:: TEKS SUMBER ::

Dilangit ketiga ada Nabi Yusuf. Nabi Idris dijumpai dilangit ke Empat. Lalu
Nabi SAW. Bertemu dengan Nabi Harun dilangit kelima, Nabi Musa dilangit keenam
dan Nabi Ibrahim dilangit ketujuh. Dilangit ketujuh dilihatnya Baitul Ma’mur,
tempat 70.000 Malaikat shalat tiap harinya setiap Malaikat hanya sekali
memasukinya dan tak akan pernah masuk lagi.
Dan keterangan diatas
tampak bahwa tujuh langit itu memang ada. Tetapi, apakah tujuh langit yang
dimaksud itu tujuh langit yang bentuknya sama. Jika dari bumi kita bias melihat
langit yang pertama, apakah langit kedua sampai ketujuh juga bentuknya seperti
itu.
Menurut Muhammad
Al-Banna dari Mesir dan beberapa ahli
tafsir, bahwa sidratul muntaha yang merupakan langit tertinggi itu
merupakan Bintang Syi’ra. Tetapi sebagian lainya, seperti Muhammad Rasid Ridha
dari Mesir, berpendapat bahwa tujuh langit dalam kisah Isra’ Mi’raj adalah
langit ghaib.
Masalah langit ghaib
ini bias dibuktikan. Misalnya, pertemuan Nabi Muhammad saw. Dengan ruh para
Nabi, melihat dua sungai disurga dan dua sungai di bumi, serta melihat Baitul
Ma’mur, tempat ibadah para Malaikat. Jadi, nampaknya pengertian langit dalam
kisah Isra’ mi;\’raj itu memang bukan langit lahiriyah yang berisi
bintang-bintang, tetapi langit ghaib.
Lagi-lagi, penafsiran
tujuh langit yang demikian tetap masih menyimpan sebuah misteri. Sebab, ada
juga yang berpendapat bahwa tujuh lapis langit itu adalah atmosfir bumi. Menurut
pakar, atmosfir tediri dari tujuh lapisan, yang masing-masing memiliki sifat
fisik yang berbeda baik tekanan dan jenis gas yang di kandungnya.

:::

## SOAL LATIHAN
a) Menurut teks tentang tujuh langit, di langit keberapa Nabi SAW bertemu dengan Nabi Musa?
b) Teruskan teks tentang tujuh langit dengan menulis bagian berikutnya setelah kalimat terakhirnya.

:: BAHAN KAJIAN ::

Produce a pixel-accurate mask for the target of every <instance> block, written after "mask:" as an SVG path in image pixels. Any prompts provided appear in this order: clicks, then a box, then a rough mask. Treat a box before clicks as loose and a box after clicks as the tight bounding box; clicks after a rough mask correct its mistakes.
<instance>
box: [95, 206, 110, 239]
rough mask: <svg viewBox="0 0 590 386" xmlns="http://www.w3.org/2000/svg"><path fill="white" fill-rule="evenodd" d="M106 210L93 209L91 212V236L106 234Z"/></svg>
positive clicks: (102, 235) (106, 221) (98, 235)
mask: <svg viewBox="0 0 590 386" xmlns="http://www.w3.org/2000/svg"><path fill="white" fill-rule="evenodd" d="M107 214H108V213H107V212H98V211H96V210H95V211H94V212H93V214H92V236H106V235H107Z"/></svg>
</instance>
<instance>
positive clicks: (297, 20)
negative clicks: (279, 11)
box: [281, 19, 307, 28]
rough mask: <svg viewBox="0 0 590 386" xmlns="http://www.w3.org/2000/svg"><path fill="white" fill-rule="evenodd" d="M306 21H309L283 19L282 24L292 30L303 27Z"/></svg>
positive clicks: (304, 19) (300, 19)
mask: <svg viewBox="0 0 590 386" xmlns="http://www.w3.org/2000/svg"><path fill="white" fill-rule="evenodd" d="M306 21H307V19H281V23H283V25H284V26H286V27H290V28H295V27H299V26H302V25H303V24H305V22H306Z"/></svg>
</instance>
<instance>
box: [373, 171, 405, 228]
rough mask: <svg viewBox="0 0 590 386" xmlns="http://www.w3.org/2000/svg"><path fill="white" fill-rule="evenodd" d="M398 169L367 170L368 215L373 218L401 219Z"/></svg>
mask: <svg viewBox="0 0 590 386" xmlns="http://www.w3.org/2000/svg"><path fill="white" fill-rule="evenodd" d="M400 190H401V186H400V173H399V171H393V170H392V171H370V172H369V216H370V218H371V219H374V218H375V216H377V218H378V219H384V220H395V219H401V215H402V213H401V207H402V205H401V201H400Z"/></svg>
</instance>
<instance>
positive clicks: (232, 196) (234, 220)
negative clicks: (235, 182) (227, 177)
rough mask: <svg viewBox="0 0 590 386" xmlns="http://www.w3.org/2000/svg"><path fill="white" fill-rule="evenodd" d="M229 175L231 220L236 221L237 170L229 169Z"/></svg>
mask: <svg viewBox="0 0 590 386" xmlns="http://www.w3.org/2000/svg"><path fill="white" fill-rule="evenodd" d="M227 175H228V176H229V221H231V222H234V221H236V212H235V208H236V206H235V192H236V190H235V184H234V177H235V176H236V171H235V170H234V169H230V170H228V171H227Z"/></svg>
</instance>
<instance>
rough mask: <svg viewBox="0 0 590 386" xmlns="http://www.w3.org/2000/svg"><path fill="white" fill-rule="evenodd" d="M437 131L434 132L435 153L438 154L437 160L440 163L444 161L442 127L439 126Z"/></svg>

:::

## JAWABAN BERNOMOR
a) Di langit keenam.

b)
Lapisan terdekat dengan
bumi disebut troposphere (1). Lapisan ini berisi kira-kira 90% total massa dari
seluruh atmosfir. Lapisan diatasnya disebut stratosphere (2). Di atasnya lagi
ada lapisan ozonosphere (3), yang tugasnya menyerap radiasi sinar ultraviolet. Berikutnya
berturut-turut ada lapisan mesosphere (4), thermosphere (5), ionosphere (6) dan
exosphere (7), yang merupakan lapisan atmosfir terluar.
Apakah atmosfir-atmosfir
ini merupakan tujuh langit? Tidak tentu juga. Sebab, ada juga yang menggunakan
teori dimensi untuk melukiskan tujuh langit. Menurut teori dimensi, langit
pertama adalah langit dunia yang diisi oleh manusia, hewan, tumbuhan, binatang,
planet, galaksi, supercluster dan lainsebagainya. Langit ini berdimensi 3.
Langit kedua dihuni
oleh bangsa jin, yang memiliki dimensi 4. Alamnya sebenarnya berdampingan
dengan kita, tetapi tidak bersentuhan, karena dimensinya berbeda. Langit ketiga
sampai keenam, berturut-turut adalah berdimensi 5, 6, 7, dan 8. Semua langit
itu digunakan dalam masa penantian oleh jiwa0jiwa yang telah mati, selama di
alam barzakh. Langit ketujuh adalah langit tertinggi, yang berdimensi 9. Dilangit
inilah terdapat surga dan neraka.
Jadi, apa pun
penafsiran kita tentangtujuh langit, hasilnya tetapi menyisakan sebuah misteri.
Sebab, teknolgi yang kita pakai untuk menyisakan sebuah misteri. Sebab,
teknologi yang kita pakai untuk menyelidiki tujuh langit itu adalah teknologi
yang masih sangat rendah. Sementara, Nabi Muhammad saw. Sebagai sosok yang “paling
bisa” memecahkan misteri tujuh langit ini, tidak pernah memberikan penjelasan
kepada umatnya mengenai makna tujuh langit yang sebenarnya.
Jika misteri tujuh
langit ini bisa terpecahkan, maka kita harus bisa seperti Nabi, yaitu melakukan
perjalanan hingga kelangit ketujuh. Persoalanya, kita pasti tidak bisa. Karena itu,
kita pun tidak akan bisa memecahkan persoalan misteri tujuh langit ini. Wallahu a’lam bil shawab!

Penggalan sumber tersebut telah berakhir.